• Te gebruiken records:

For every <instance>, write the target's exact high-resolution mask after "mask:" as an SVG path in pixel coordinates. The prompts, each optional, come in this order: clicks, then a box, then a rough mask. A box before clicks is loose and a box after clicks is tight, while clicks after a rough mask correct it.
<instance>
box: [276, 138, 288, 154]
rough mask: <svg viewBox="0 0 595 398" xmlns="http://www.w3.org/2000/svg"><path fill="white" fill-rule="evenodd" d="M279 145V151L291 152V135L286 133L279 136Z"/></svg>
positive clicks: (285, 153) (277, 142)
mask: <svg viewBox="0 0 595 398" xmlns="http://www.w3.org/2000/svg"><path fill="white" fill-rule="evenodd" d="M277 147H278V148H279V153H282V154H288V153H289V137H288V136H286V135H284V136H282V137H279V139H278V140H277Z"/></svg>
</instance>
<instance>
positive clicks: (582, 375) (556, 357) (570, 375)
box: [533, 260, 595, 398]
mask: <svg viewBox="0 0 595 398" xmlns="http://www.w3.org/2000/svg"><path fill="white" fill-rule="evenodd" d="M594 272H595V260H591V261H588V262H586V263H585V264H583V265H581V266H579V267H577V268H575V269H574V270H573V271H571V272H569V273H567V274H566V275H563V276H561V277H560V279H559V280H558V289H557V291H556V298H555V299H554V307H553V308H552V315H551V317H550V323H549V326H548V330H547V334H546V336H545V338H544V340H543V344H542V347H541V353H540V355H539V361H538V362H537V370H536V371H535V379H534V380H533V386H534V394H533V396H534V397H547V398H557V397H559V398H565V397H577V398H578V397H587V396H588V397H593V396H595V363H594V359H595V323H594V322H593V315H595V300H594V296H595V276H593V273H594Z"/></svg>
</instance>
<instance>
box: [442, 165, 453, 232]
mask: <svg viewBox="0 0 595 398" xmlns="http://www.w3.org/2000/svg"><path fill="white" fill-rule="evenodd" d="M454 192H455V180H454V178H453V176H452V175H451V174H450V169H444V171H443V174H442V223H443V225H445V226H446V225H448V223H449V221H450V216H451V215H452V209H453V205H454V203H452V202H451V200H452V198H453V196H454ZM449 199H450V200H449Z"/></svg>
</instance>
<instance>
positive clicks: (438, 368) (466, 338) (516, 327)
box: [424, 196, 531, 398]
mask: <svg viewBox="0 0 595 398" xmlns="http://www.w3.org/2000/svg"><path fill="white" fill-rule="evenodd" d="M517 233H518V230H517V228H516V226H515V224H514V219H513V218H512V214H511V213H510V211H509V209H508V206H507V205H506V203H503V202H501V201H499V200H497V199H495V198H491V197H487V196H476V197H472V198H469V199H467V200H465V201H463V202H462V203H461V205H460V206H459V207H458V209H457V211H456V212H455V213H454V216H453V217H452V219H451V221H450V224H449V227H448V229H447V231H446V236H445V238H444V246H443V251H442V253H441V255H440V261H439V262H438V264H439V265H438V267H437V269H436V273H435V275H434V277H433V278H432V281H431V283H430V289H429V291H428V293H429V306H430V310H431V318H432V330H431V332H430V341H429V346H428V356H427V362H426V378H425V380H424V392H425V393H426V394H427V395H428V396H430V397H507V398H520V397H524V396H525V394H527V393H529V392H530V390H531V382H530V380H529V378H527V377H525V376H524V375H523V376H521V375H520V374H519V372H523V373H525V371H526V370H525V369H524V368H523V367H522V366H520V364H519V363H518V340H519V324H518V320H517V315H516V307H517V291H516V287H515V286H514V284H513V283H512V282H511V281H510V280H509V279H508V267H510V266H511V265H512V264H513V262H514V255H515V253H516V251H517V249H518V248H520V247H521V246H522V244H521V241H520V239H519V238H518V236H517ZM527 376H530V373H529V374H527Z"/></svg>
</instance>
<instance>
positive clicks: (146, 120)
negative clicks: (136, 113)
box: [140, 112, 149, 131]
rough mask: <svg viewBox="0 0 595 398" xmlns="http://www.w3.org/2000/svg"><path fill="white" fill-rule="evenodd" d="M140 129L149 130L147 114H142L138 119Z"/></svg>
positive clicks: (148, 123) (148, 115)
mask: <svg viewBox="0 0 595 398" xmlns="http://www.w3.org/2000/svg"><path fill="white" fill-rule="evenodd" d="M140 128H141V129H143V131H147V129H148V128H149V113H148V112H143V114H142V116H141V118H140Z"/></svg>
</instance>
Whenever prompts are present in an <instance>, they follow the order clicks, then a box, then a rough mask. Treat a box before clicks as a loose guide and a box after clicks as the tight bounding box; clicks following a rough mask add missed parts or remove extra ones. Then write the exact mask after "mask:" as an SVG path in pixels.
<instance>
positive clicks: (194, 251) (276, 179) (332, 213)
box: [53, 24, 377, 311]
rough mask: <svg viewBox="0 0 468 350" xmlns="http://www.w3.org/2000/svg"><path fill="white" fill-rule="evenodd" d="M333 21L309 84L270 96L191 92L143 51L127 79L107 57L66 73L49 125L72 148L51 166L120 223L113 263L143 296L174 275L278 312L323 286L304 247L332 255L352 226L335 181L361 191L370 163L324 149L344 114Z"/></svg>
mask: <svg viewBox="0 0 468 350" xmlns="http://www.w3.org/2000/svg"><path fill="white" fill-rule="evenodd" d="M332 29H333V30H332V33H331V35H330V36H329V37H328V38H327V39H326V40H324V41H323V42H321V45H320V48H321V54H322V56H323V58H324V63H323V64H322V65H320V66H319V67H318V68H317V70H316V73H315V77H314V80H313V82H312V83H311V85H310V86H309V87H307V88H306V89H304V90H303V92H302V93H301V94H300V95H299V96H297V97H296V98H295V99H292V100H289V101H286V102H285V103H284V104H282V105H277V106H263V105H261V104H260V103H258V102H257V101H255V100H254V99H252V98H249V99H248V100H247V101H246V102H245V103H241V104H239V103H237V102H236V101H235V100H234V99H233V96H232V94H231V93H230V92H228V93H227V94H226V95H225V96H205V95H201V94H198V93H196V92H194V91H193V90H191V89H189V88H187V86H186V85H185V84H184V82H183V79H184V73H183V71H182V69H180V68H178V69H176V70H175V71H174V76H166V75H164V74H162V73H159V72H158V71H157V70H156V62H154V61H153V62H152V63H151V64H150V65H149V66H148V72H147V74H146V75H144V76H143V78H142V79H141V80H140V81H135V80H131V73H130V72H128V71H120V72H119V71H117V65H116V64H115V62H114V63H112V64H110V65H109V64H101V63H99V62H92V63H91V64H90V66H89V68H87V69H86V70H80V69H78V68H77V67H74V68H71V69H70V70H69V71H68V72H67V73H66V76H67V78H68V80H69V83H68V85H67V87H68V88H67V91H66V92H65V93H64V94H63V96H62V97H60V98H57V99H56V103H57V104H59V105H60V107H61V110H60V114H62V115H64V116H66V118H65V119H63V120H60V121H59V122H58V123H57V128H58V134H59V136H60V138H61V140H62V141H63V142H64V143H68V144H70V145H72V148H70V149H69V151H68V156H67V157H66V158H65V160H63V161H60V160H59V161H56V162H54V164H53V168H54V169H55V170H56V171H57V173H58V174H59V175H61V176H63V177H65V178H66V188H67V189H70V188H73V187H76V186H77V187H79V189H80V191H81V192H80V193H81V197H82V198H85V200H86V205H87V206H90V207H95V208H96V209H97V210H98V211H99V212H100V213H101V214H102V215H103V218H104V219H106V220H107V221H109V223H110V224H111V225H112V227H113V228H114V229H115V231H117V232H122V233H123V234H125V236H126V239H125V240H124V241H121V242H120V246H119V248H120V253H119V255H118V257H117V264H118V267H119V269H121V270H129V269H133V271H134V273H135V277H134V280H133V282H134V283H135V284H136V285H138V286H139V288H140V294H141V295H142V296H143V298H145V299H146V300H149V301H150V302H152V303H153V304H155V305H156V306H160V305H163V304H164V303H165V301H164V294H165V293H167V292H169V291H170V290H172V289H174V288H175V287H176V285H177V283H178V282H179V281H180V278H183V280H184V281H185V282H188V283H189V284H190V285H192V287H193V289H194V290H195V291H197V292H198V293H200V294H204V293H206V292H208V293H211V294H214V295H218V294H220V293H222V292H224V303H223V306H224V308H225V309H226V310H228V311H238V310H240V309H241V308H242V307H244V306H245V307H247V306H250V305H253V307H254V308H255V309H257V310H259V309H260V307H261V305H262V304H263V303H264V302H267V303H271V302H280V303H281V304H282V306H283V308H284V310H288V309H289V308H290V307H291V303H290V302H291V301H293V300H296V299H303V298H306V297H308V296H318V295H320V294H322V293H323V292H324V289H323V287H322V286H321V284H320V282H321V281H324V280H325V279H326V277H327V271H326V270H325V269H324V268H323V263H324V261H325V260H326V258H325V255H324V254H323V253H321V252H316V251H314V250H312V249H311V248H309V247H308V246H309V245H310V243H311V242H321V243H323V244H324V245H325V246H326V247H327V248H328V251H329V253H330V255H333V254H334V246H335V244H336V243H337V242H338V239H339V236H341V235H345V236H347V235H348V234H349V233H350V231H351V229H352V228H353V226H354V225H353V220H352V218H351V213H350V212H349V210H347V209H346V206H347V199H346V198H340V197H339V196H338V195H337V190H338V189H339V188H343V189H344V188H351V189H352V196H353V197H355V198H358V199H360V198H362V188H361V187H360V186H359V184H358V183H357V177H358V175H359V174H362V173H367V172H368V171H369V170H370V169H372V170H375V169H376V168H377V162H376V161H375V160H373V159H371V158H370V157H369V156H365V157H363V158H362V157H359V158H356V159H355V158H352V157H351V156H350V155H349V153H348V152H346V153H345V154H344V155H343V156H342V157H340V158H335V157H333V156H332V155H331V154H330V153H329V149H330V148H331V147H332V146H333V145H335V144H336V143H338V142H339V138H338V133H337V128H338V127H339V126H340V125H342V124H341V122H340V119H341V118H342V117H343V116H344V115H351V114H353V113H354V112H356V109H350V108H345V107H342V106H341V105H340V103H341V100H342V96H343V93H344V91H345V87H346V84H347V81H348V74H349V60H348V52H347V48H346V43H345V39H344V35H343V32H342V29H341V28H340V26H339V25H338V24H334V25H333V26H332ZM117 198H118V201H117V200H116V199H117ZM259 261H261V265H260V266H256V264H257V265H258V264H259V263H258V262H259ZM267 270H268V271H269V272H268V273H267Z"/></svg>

• Uit te voeren: Zoek in de records elke regel op die de tekenreeks "rough" bevat en kopieer die regels. Hoofdletters en kleine letters tellen mee.

• Uitvoer oefening:
For every <instance>, write the target's exact high-resolution mask after "mask:" as an SVG path in pixel coordinates. The prompts, each optional, come in this order: clicks, then a box, then a rough mask. A box before clicks is loose and a box after clicks is tight, while clicks after a rough mask correct it.
rough mask: <svg viewBox="0 0 595 398" xmlns="http://www.w3.org/2000/svg"><path fill="white" fill-rule="evenodd" d="M279 145V151L291 152V135L286 133L279 136Z"/></svg>
rough mask: <svg viewBox="0 0 595 398" xmlns="http://www.w3.org/2000/svg"><path fill="white" fill-rule="evenodd" d="M140 129L149 130L147 114H142L138 119Z"/></svg>
Whenever prompts are present in an <instance>, they follow the order clicks, then a box, then a rough mask. Treat a box before clicks as a loose guide and a box after clicks as the tight bounding box; clicks following a rough mask add missed parts or remove extra ones. Then write the exact mask after "mask:" as an SVG path in pixels.
rough mask: <svg viewBox="0 0 468 350" xmlns="http://www.w3.org/2000/svg"><path fill="white" fill-rule="evenodd" d="M333 21L309 84L270 96L191 92L143 51L127 79L107 57L66 73L49 125L72 148L51 166L120 223L113 263L143 296L174 275L278 312L323 286L304 247L332 255L352 226L335 181L361 191L370 163L324 149L344 114Z"/></svg>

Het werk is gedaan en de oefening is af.